* _Set task_:
Reproduce the rows below word for word, starting with the line that contains "Point to the cannabis" and going on through the line that contains "x=223, y=181", with both of those lines included.
+ + +
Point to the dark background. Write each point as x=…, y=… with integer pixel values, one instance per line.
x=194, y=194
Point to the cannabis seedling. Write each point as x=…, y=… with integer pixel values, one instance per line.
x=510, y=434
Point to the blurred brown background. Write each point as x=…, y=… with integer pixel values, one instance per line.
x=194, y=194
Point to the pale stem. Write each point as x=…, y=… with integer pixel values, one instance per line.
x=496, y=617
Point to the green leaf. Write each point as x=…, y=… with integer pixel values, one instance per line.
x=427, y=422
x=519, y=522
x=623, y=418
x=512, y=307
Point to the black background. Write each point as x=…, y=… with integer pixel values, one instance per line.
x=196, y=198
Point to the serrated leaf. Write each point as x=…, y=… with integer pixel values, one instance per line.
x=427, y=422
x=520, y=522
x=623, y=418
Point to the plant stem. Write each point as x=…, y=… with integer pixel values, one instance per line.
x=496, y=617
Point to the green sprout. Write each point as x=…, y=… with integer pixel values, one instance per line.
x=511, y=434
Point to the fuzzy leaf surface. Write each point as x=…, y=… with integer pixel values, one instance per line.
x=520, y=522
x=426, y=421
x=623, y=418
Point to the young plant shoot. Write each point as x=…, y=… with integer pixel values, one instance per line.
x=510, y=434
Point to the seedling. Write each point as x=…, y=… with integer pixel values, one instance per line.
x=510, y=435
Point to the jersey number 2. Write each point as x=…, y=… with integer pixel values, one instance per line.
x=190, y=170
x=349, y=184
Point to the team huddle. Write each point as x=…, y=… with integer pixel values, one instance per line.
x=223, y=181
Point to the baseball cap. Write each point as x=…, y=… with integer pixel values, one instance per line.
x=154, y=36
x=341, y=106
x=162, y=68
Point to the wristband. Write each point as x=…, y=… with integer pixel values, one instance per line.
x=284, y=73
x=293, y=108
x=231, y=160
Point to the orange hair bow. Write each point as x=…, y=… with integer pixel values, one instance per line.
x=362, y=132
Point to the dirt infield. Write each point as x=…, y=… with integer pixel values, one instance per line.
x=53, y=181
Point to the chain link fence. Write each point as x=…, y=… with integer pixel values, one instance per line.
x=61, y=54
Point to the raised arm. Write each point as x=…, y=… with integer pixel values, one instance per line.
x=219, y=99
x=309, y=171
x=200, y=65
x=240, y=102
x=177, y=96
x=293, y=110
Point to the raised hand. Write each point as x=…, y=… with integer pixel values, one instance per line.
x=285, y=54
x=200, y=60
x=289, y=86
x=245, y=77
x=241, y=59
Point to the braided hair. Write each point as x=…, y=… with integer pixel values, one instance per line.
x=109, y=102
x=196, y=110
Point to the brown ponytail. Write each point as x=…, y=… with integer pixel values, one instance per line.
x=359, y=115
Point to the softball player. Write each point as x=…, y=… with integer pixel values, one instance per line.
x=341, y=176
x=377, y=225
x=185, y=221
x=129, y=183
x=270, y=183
+ + +
* _Result of this exercise_:
Point to the cannabis seedling. Write each point as x=…, y=… with integer pixel values, one instance per line.
x=510, y=434
Point to the blurred brown background. Write each point as x=…, y=… with integer pixel values, one instance per line.
x=194, y=194
Point to the pale stem. Write each point as x=…, y=… with integer pixel values, one instance per line.
x=496, y=617
Point to the green leaf. Write each point as x=…, y=… with integer pixel values, one instance per line.
x=427, y=422
x=519, y=522
x=623, y=418
x=512, y=307
Point to the black background. Write each point as x=…, y=… with integer pixel values, one instance per line.
x=196, y=198
Point to the serrated leaf. Write each point as x=…, y=… with integer pixel values, one instance per line.
x=427, y=422
x=520, y=522
x=623, y=418
Point to the plant stem. Write each point as x=…, y=… with integer pixel values, one instance per line.
x=496, y=617
Point to the green sprout. Write each point as x=…, y=… with integer pixel values, one instance per line.
x=511, y=434
Point to the fuzzy leaf surface. Write each point as x=…, y=… with integer pixel values, one instance per line.
x=520, y=522
x=426, y=421
x=623, y=418
Point to the young plant shoot. Write each point as x=…, y=… with integer pixel values, one instance per line.
x=510, y=434
Point to the seedling. Write each point as x=…, y=… with integer pixel values, one instance per line.
x=510, y=435
Point to the jersey number 2. Write each point as x=…, y=… with integer pixel values, one instance per line.
x=190, y=170
x=349, y=184
Point to the team huddle. Write each point as x=…, y=… with integer pixel values, one instance per line.
x=223, y=181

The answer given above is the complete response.